== Source extract ==
Zeng asserts that the repeated incidents of abusive, discriminatory remarks and conduct by co-workers and supervisors, which occurred during her approximately ten months at NYCHA, were sufficiently severe and pervasive to support a hostile work environment claim. The district court determined otherwise, holding that "[b]ased on all the evidence presented . . . [the district court is] not persuaded that a reasonable person would view [Zeng's] work environment as sufficiently racially or sexually hostile so as to alter the conditions of employment." Special App'x at 18-19 (internal quotation marks omitted). We disagree with the district court and conclude that the evidence in the record, construed most favorably to Zeng, was sufficient to preclude summary judgment on the hostile work environment claims under Title VII and Section 1981.

Zeng submitted a sworn declaration and stated in her complaint that, in July 2016, when she began working at LaGuardia Houses as the only Asian employee for NYCHA at that location, her male supervisor (Alex Rodriguez) assigned her to work alone in a dangerous building, despite the fact that workers were usually assigned to work there in pairs for safety. In September 2016, Zeng was cornered by a resident of the building who threatened and sexually assaulted her. According to Zeng, although she reported the assault to NYCHA and requested a transfer to a safer location, there was no investigation or transfer, and instead she continued to be required to work alone on projects at LaGuardia Houses, unlike her male and non-Asian co-workers. Zeng also stated in her sworn declaration that she was forced to work outside without a coat for long hours during the cold month of November while NYCHA provided all other employees with winter coats. Zeng further asserts that, in October 2016, she was denied time off to attend court appearances to renew an order of protection against her abusive ex-boyfriend, and her supervisor threatened to terminate her employment if she attended the hearing. Several weeks later, in November 2016, she was transferred to Isaacs Houses after she saw the man who had sexually assaulted her in September 2016 taking drugs near where she was working in LaGuardia Houses.
===
== Data entries ==
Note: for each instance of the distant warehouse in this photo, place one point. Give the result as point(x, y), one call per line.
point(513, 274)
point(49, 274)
===
== Data entries ==
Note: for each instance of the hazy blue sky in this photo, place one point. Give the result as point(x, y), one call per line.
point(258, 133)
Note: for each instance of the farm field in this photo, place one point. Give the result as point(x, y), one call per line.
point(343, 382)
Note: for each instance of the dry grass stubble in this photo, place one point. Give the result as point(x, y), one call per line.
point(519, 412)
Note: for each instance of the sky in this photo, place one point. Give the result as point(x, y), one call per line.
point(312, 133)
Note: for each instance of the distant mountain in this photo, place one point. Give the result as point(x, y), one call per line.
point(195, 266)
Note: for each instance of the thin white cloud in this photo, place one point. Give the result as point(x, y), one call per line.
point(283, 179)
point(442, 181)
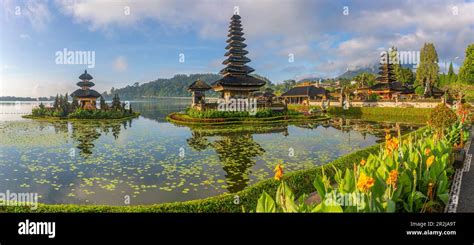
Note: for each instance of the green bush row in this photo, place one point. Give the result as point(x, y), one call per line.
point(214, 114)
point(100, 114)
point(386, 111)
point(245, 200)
===
== Data entries ==
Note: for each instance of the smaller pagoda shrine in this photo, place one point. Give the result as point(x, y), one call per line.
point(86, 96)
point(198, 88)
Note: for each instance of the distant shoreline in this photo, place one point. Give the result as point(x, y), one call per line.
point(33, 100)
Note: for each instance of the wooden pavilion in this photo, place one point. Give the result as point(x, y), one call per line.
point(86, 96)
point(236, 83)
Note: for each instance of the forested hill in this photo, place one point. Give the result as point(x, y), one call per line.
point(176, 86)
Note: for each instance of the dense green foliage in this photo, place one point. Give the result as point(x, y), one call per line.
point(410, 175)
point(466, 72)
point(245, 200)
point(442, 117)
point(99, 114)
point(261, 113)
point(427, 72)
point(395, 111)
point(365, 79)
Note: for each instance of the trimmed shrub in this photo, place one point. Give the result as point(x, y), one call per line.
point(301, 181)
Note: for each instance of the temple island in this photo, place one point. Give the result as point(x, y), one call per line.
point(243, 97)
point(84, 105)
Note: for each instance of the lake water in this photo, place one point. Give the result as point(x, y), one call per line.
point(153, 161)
===
Task requirements:
A) Could you reproduce the court opinion excerpt in full, word for word?
B) Can you rewrite the rows from the one containing "Note: for each instance of the distant warehouse" down to the one containing "point(49, 274)", both included and requests kept, with each point coordinate in the answers multiplied by 0.4 and rounded to a whole number, halves going up? Give only those rows.
The court opinion excerpt and the rows are unrelated material.

Answers:
A)
Zeng asserts that the repeated incidents of abusive, discriminatory remarks and conduct by co-workers and supervisors, which occurred during her approximately ten months at NYCHA, were sufficiently severe and pervasive to support a hostile work environment claim. The district court determined otherwise, holding that "[b]ased on all the evidence presented . . . [the district court is] not persuaded that a reasonable person would view [Zeng's] work environment as sufficiently racially or sexually hostile so as to alter the conditions of employment." Special App'x at 18-19 (internal quotation marks omitted). We disagree with the district court and conclude that the evidence in the record, construed most favorably to Zeng, was sufficient to preclude summary judgment on the hostile work environment claims under Title VII and Section 1981.

Zeng submitted a sworn declaration and stated in her complaint that, in July 2016, when she began working at LaGuardia Houses as the only Asian employee for NYCHA at that location, her male supervisor (Alex Rodriguez) assigned her to work alone in a dangerous building, despite the fact that workers were usually assigned to work there in pairs for safety. In September 2016, Zeng was cornered by a resident of the building who threatened and sexually assaulted her. According to Zeng, although she reported the assault to NYCHA and requested a transfer to a safer location, there was no investigation or transfer, and instead she continued to be required to work alone on projects at LaGuardia Houses, unlike her male and non-Asian co-workers. Zeng also stated in her sworn declaration that she was forced to work outside without a coat for long hours during the cold month of November while NYCHA provided all other employees with winter coats. Zeng further asserts that, in October 2016, she was denied time off to attend court appearances to renew an order of protection against her abusive ex-boyfriend, and her supervisor threatened to terminate her employment if she attended the hearing. Several weeks later, in November 2016, she was transferred to Isaacs Houses after she saw the man who had sexually assaulted her in September 2016 taking drugs near where she was working in LaGuardia Houses.

B)
Note: for each instance of the distant warehouse in this photo, place one point. Give the result as point(x, y), one call per line.
point(205, 110)
point(20, 110)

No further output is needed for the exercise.